◆ Belge bölümü
☆ ☆ ☆ ☆ ☆ ☆ ☆
Bu bağlamdaki bağlaşıklıkta hızını alamayan Zelenski, Donbass’ta etkinlik gösteren ve Ukrayna ordusuna yardım eden Halkın Ordusu milis güçlerine parasal yardımda bulunan Ukrayna milli takımı futbolcusu Roman Zolzulya’ya yönelen Nazi nitelemelerine göğsünü siper etmekte sakınca görmez.
2021 yılı sonunda ise Ukrayna’nın tanınmış aşırı milliyetçi militanlarından Dimitro Yarosh Ukrayna Silahlı Kuvvetleri danışmanlığına getirilir. Yarosh, ünlü Nazi işbirlikçisi Bandera’nın yolundan giden ve Ukrayna’yı Russuzlaştırmayı amaçlayan Sağ Sektör önderliğiyle de bilinir.

1 Ocak 2015’te Kiev’de İkinci Dünya Savaşı Nazi işbirlikçisi Stepan Bandera’nın 106. Doğum yılı meşaleli kutlama yürüyüşü[2]
Zelenski, Rusya’yla savaşa geri sayıldığı sırada bu kez Sağ Sektör komutanlarından Dimitro Kotsyubaylo’ya Ukrayna Kahramanı ödülü verir.
Savaş başladıktan sonra 27 Şubat’ta, Ukrayna Ulusal Muhafızları’nın resmi twitter hesabından Azak Taburu’nun Ruslar adına savaşan Müslüman Çeçen askerler için kurşunlarını domuz yağına buladıkları bile yazılabilmiştir. Elbette, Batı borazanlığıyla yetinen kopyala-yapıştır medyasında bu gibi önemli haberlere rastlanamamıştır.
Bu arada, Zelenski’nin Rus güçlerine karşı savaşmaları için hapishaneleri boşalttığı haberi düştü ortama.
Azak Taburu’nun çatışmaların yoğunlaştığı Mariupol’den ayrılmak isteyen sivil halkı engellediği haberleri de cabası.
☆ ☆ ☆ ☆ ☆ ☆ ☆
[Bir veri kümesinde bulunan kayıtlar]
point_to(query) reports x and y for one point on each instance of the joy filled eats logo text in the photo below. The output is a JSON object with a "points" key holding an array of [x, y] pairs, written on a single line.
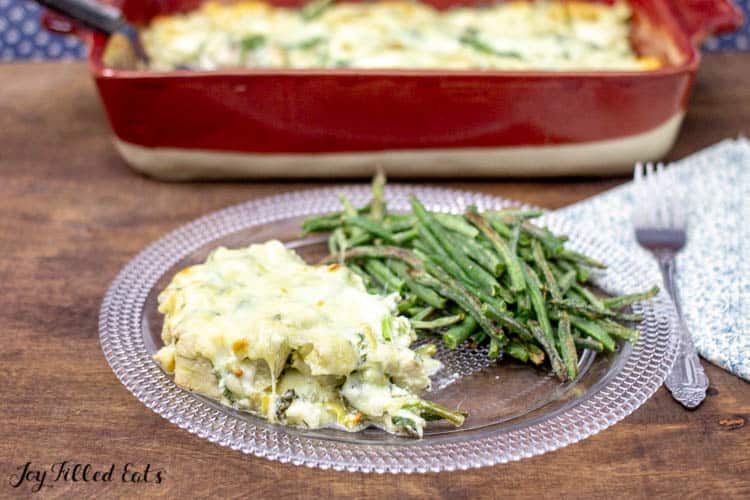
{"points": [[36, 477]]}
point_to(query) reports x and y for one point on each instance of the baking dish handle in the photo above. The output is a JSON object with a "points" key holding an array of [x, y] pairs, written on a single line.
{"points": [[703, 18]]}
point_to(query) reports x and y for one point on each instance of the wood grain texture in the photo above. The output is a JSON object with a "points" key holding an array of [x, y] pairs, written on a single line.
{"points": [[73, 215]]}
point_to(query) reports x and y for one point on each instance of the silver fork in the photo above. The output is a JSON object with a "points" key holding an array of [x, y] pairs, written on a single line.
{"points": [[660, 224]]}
☆ ☆ ☆ ☆ ☆ ☆ ☆
◆ Verilen görev 1
Ukrayna konulu metne göre aşağıdaki soruları yanıtlayın:
(a) Dimitro Yarosh 2021 yılı sonunda hangi göreve getirilir?
(b) Zelenski, Dimitro Kotsyubaylo'ya hangi ödülü verir?
(c) Ukrayna Ulusal Muhafızları'nın Azak Taburu hakkındaki paylaşımı hangi tarihte yapılmıştır?
◆ Verilen görev 2
Veri satırlarında "of the silver" ifadesini içeren satırdan başlayıp satırların sonuna kadar her şeyi, iki uç da dahil olmak üzere, yeniden yazın. Bu satırlarda "silver fork" yerine "metal spoon" koyun ve geri kalan her şeyi olduğu gibi bırakın.

◆ Doğru sonuç 1
(a) Ukrayna Silahlı Kuvvetleri danışmanlığına getirilir.
(b) Ukrayna Kahramanı ödülünü verir.
(c) 27 Şubat'ta yapılmıştır.

◆ Doğru sonuç 2
point_to(query) reports x and y for one point on each instance of the metal spoon in the photo above. The output is a JSON object with a "points" key holding an array of [x, y] pairs, written on a single line.
{"points": [[660, 224]]}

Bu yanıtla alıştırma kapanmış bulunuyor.